Collected data:
** BEGIN **
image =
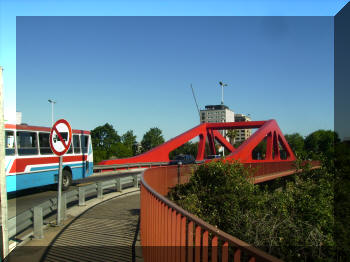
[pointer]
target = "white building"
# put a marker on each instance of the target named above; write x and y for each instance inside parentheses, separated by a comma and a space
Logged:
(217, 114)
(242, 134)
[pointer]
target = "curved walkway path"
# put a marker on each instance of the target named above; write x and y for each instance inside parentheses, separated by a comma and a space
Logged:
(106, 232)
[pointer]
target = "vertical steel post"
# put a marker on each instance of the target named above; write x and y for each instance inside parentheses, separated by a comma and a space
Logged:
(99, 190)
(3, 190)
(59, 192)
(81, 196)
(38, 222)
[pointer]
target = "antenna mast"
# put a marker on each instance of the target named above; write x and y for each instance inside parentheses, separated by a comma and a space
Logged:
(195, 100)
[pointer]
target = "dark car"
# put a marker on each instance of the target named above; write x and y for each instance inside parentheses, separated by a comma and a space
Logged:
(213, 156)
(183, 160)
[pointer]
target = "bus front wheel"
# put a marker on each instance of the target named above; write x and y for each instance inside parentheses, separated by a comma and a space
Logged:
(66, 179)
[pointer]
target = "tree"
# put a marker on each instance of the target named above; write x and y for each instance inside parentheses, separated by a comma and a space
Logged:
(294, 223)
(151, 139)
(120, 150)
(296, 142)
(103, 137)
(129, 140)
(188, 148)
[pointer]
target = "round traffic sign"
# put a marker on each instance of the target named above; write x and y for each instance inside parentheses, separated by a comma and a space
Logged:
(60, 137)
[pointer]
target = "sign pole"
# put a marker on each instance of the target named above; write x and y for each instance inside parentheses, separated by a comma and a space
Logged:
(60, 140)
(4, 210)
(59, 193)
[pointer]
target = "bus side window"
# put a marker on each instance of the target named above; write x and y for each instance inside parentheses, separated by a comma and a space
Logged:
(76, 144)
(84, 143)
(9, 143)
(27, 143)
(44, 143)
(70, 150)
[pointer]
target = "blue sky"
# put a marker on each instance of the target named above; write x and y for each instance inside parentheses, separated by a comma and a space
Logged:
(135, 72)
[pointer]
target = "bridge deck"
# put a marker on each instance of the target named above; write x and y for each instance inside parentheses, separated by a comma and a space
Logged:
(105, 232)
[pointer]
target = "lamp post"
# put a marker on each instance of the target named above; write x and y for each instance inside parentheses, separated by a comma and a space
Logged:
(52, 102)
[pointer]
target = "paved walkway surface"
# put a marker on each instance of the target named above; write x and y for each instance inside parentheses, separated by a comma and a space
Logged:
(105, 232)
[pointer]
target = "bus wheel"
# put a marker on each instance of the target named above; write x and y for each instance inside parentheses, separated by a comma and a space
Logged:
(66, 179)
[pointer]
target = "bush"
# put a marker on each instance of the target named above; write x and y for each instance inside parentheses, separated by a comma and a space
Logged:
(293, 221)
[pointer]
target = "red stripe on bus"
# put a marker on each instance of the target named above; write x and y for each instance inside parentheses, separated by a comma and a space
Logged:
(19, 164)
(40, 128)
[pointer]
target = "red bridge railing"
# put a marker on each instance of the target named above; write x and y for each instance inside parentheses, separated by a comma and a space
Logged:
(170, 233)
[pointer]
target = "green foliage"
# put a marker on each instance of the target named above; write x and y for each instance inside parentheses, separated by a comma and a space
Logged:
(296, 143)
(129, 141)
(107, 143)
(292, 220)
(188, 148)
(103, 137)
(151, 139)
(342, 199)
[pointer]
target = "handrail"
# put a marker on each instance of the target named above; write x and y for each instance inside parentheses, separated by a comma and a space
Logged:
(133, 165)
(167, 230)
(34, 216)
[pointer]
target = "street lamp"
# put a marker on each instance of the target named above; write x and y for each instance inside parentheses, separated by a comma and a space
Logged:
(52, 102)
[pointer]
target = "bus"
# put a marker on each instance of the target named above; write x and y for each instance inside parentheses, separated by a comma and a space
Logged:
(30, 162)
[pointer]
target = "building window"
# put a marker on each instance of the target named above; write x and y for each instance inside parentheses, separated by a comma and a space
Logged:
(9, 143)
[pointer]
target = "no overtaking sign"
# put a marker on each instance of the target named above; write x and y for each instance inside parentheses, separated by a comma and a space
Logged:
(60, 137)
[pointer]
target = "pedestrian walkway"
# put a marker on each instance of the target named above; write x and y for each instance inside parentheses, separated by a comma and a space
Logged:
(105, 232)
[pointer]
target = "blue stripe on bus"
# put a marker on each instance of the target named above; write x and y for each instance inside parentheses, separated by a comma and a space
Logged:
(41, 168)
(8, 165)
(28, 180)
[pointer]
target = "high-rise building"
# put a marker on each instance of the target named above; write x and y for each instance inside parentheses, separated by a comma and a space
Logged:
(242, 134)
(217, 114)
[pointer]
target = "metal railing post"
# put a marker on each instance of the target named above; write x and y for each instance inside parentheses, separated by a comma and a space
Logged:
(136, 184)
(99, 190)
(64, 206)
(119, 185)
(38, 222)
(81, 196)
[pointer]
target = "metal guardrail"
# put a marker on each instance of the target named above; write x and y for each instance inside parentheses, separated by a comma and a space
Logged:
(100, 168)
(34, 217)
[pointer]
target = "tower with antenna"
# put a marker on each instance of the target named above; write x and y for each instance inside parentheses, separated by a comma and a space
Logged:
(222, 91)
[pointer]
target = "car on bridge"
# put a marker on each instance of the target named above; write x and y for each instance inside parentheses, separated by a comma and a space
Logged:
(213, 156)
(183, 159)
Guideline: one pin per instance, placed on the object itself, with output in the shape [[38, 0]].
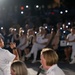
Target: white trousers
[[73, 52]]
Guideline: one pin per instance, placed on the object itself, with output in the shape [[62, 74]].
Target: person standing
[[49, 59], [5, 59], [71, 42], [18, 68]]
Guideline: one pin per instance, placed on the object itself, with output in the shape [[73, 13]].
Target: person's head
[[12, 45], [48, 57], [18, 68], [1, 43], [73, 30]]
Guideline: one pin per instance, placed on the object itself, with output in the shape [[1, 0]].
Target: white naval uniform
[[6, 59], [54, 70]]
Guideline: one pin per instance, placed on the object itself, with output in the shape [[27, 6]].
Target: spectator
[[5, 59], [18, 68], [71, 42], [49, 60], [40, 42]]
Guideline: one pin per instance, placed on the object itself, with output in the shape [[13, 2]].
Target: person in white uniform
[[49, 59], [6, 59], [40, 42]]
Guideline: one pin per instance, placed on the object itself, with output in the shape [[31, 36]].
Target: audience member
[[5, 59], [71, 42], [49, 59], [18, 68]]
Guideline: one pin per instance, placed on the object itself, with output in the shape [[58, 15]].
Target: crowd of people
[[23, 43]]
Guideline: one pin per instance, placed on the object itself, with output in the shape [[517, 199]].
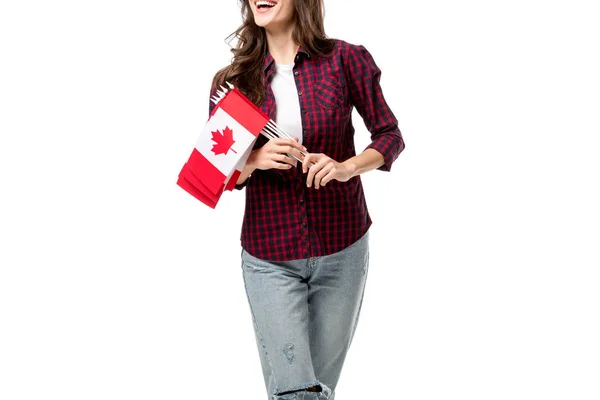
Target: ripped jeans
** END **
* Brief *
Please arrange all the lines of the records above as a Markdown table with two columns, Row and Line. Number each row, and leave out blank lines and pictures.

* The response *
| Row | Line |
|---|---|
| 1 | image = |
| 2 | [pointer] |
| 3 | target = "white building" |
| 4 | # put a marker on each instance of the target named above; write x and y for each instance inside parentheses, separated by a comma and a space |
| 5 | Logged: |
| 6 | (217, 114) |
| 7 | (242, 134) |
| 8 | [pointer] |
| 9 | target = "curved walkway path" |
| 10 | # put a marker on each instance of the target named above; write x and y for each instance inside parentheses, separated by a comma and a space |
| 11 | Logged: |
| 12 | (106, 232) |
| 13 | [pointer] |
| 14 | target = "vertical steel post" |
| 15 | # put a marker on each instance of the target named above; write x and y for each instance inside parentheses, separated by a comma and a space |
| 16 | Logged: |
| 17 | (99, 190) |
| 18 | (3, 190) |
| 19 | (59, 192) |
| 20 | (81, 196) |
| 21 | (38, 222) |
| 22 | [pointer] |
| 23 | target = "antenna mast" |
| 24 | # put a marker on each instance of the target named above; write x and y for each instance inside parentheses, separated by a comma and a space |
| 25 | Logged: |
| 26 | (195, 100) |
| 27 | [pointer] |
| 28 | target = "dark car" |
| 29 | # put a marker on each instance of the target named above; write x and y for each instance inside parentheses, separated by a comma and a space |
| 30 | Logged: |
| 31 | (213, 156) |
| 32 | (183, 160) |
| 33 | [pointer] |
| 34 | target = "bus front wheel" |
| 35 | # put a marker on each instance of the target named above; write x and y for each instance inside parentheses, separated by a comma and a space |
| 36 | Logged: |
| 37 | (66, 179) |
| 38 | [pointer] |
| 39 | target = "tree" |
| 40 | # put a marker on each instance of the target named above; write x and y for each instance inside parentheses, separated by a comma and a space |
| 41 | Logged: |
| 42 | (294, 223) |
| 43 | (151, 139) |
| 44 | (120, 150) |
| 45 | (296, 142) |
| 46 | (103, 137) |
| 47 | (129, 140) |
| 48 | (188, 148) |
| 49 | [pointer] |
| 50 | target = "round traffic sign" |
| 51 | # put a marker on each instance of the target named above; write x and y for each instance inside parentheses, separated by a comma and a space |
| 52 | Logged: |
| 53 | (60, 137) |
| 54 | [pointer] |
| 55 | target = "sign pole" |
| 56 | # put a marker on each instance of the target named above; write x and y for each instance inside parentheses, separated by a comma and a space |
| 57 | Logged: |
| 58 | (60, 140) |
| 59 | (4, 210) |
| 60 | (59, 193) |
| 61 | [pointer] |
| 62 | target = "bus side window" |
| 63 | # put a marker on each instance of the target named above; write x and y for each instance inside parentheses, separated by a comma and a space |
| 64 | Logged: |
| 65 | (76, 144) |
| 66 | (84, 143) |
| 67 | (9, 143) |
| 68 | (27, 143) |
| 69 | (44, 143) |
| 70 | (70, 150) |
| 71 | [pointer] |
| 72 | target = "blue sky" |
| 73 | # put a marker on each instance of the target named above; write x and y for each instance inside parentheses, separated by a comma and a space |
| 74 | Logged: |
| 75 | (135, 72) |
| 76 | [pointer] |
| 77 | target = "bridge deck" |
| 78 | # put a marker on each instance of the target named above; write x and y for each instance inside parentheses, separated by a comma and a space |
| 79 | Logged: |
| 80 | (105, 232) |
| 81 | [pointer] |
| 82 | target = "lamp post" |
| 83 | # put a marker on each instance of the target named above; write x and y for each instance inside parentheses, separated by a comma and a space |
| 84 | Logged: |
| 85 | (52, 102) |
| 86 | [pointer] |
| 87 | target = "paved walkway surface" |
| 88 | # put a marker on each instance of the target named above; write x and y for each instance inside parentheses, separated by a comma and a space |
| 89 | Logged: |
| 90 | (105, 232) |
| 91 | [pointer] |
| 92 | target = "bus wheel" |
| 93 | # put a marker on each instance of the target named above; write x and y for each instance inside parentheses, separated by a comma and a space |
| 94 | Logged: |
| 95 | (66, 179) |
| 96 | [pointer] |
| 97 | target = "bush" |
| 98 | # put a marker on each instance of the target named above; write x and y for each instance inside parentheses, separated by a comma and a space |
| 99 | Logged: |
| 100 | (293, 221) |
| 101 | [pointer] |
| 102 | target = "red stripe on bus" |
| 103 | # put a marker on each instance of the target named above; write x and y for each instance inside parentheses, separated by a comma and a space |
| 104 | Logged: |
| 105 | (19, 164) |
| 106 | (40, 128) |
| 107 | [pointer] |
| 108 | target = "red bridge railing" |
| 109 | # put a marker on each instance of the target named above; write x and y for each instance inside parentheses, separated by a comma and a space |
| 110 | Logged: |
| 111 | (170, 233) |
| 112 | [pointer] |
| 113 | target = "green foliage" |
| 114 | # put a marker on each instance of the target named above; write x and y for each instance inside parentheses, separated by a comma and a space |
| 115 | Logged: |
| 116 | (296, 143) |
| 117 | (129, 141) |
| 118 | (107, 143) |
| 119 | (292, 220) |
| 120 | (188, 148) |
| 121 | (103, 137) |
| 122 | (151, 139) |
| 123 | (342, 199) |
| 124 | [pointer] |
| 125 | target = "handrail" |
| 126 | # put a marker on each instance of the target named above; write x and y for each instance inside parentheses, separated by a comma and a space |
| 127 | Logged: |
| 128 | (133, 165) |
| 129 | (167, 230) |
| 130 | (34, 216) |
| 131 | [pointer] |
| 132 | target = "street lamp" |
| 133 | # put a marker on each instance of the target named above; write x and y for each instance inside parentheses, separated by a comma and a space |
| 134 | Logged: |
| 135 | (52, 102) |
| 136 | [pointer] |
| 137 | target = "bus" |
| 138 | # put a marker on each instance of the target named above; write x and y for each instance inside parentheses, separated by a comma and a space |
| 139 | Logged: |
| 140 | (30, 162) |
| 141 | [pointer] |
| 142 | target = "building window" |
| 143 | # put a marker on each instance of the target named above; write x and y for each instance inside parentheses, separated by a comma and a space |
| 144 | Logged: |
| 145 | (9, 143) |
| 146 | [pointer] |
| 147 | target = "no overtaking sign" |
| 148 | # put a marker on each instance of the target named above; write x and y for each instance inside parentheses, separated by a comma and a space |
| 149 | Logged: |
| 150 | (60, 137) |
| 151 | [pointer] |
| 152 | target = "pedestrian walkway" |
| 153 | # put a marker on each instance of the target named above; write x and y for each instance inside parentheses, separated by a comma and a space |
| 154 | Logged: |
| 155 | (105, 232) |
| 156 | [pointer] |
| 157 | target = "blue stripe on bus" |
| 158 | # put a marker on each instance of the target named above; write x and y for each instance inside parentheses, separated by a comma and a space |
| 159 | Logged: |
| 160 | (41, 168) |
| 161 | (8, 165) |
| 162 | (28, 180) |
| 163 | [pointer] |
| 164 | target = "high-rise building" |
| 165 | # put a marker on each instance of the target named above; write x and y for each instance inside parentheses, separated by a comma and a space |
| 166 | Logged: |
| 167 | (242, 134) |
| 168 | (217, 114) |
| 169 | [pointer] |
| 170 | target = "metal railing post" |
| 171 | # put a marker on each instance of the target named above; write x and y for each instance inside parentheses, separated by a comma and a space |
| 172 | Logged: |
| 173 | (136, 184) |
| 174 | (99, 190) |
| 175 | (64, 206) |
| 176 | (119, 185) |
| 177 | (38, 222) |
| 178 | (81, 196) |
| 179 | [pointer] |
| 180 | target = "metal guardrail" |
| 181 | # put a marker on each instance of the target named above; write x and y for each instance inside parentheses, separated by a comma and a space |
| 182 | Logged: |
| 183 | (100, 168) |
| 184 | (34, 217) |
| 185 | [pointer] |
| 186 | target = "tower with antenna" |
| 187 | # put a marker on each instance of the target named above; write x and y for each instance inside parentheses, separated by a comma and a space |
| 188 | Logged: |
| 189 | (222, 91) |
| 190 | [pointer] |
| 191 | target = "car on bridge" |
| 192 | # put a marker on each instance of the target named above; write x and y for each instance inside parentheses, separated by a comma and a space |
| 193 | Logged: |
| 194 | (213, 156) |
| 195 | (183, 159) |
| 196 | Guideline: one pin per instance, placed on the object itself, with output in the shape [[38, 0]]. |
| 197 | Target: white trousers |
| 198 | [[73, 52]] |
| 199 | Guideline: one pin per instance, placed on the object itself, with output in the shape [[62, 74]]. |
| 200 | Target: person standing |
| 201 | [[49, 59], [5, 59], [71, 42], [18, 68]] |
| 202 | Guideline: one pin per instance, placed on the object itself, with output in the shape [[73, 13]]. |
| 203 | Target: person's head |
| 204 | [[12, 45], [48, 57], [18, 68], [1, 43], [73, 30]] |
| 205 | Guideline: one pin per instance, placed on the object itself, with output in the shape [[1, 0]]. |
| 206 | Target: white naval uniform |
| 207 | [[6, 59], [54, 70]] |
| 208 | Guideline: one pin per instance, placed on the object itself, with output in the shape [[27, 6]]. |
| 209 | Target: spectator |
| 210 | [[5, 59], [18, 68], [71, 42], [49, 60], [40, 42]] |
| 211 | Guideline: one pin per instance, placed on the object itself, with output in the shape [[13, 2]]. |
| 212 | Target: person in white uniform |
| 213 | [[49, 59], [6, 59], [40, 42]] |
| 214 | Guideline: one pin per instance, placed on the object itself, with output in the shape [[31, 36]]. |
| 215 | Target: audience member |
| 216 | [[5, 59], [71, 42], [49, 59], [18, 68]] |
| 217 | Guideline: one pin per instance, placed on the object itself, with output in the shape [[58, 15]]. |
| 218 | Target: crowd of people |
| 219 | [[23, 43]] |
| 220 | Guideline: one pin per instance, placed on the object itself, with output in the shape [[517, 199]]. |
| 221 | Target: ripped jeans |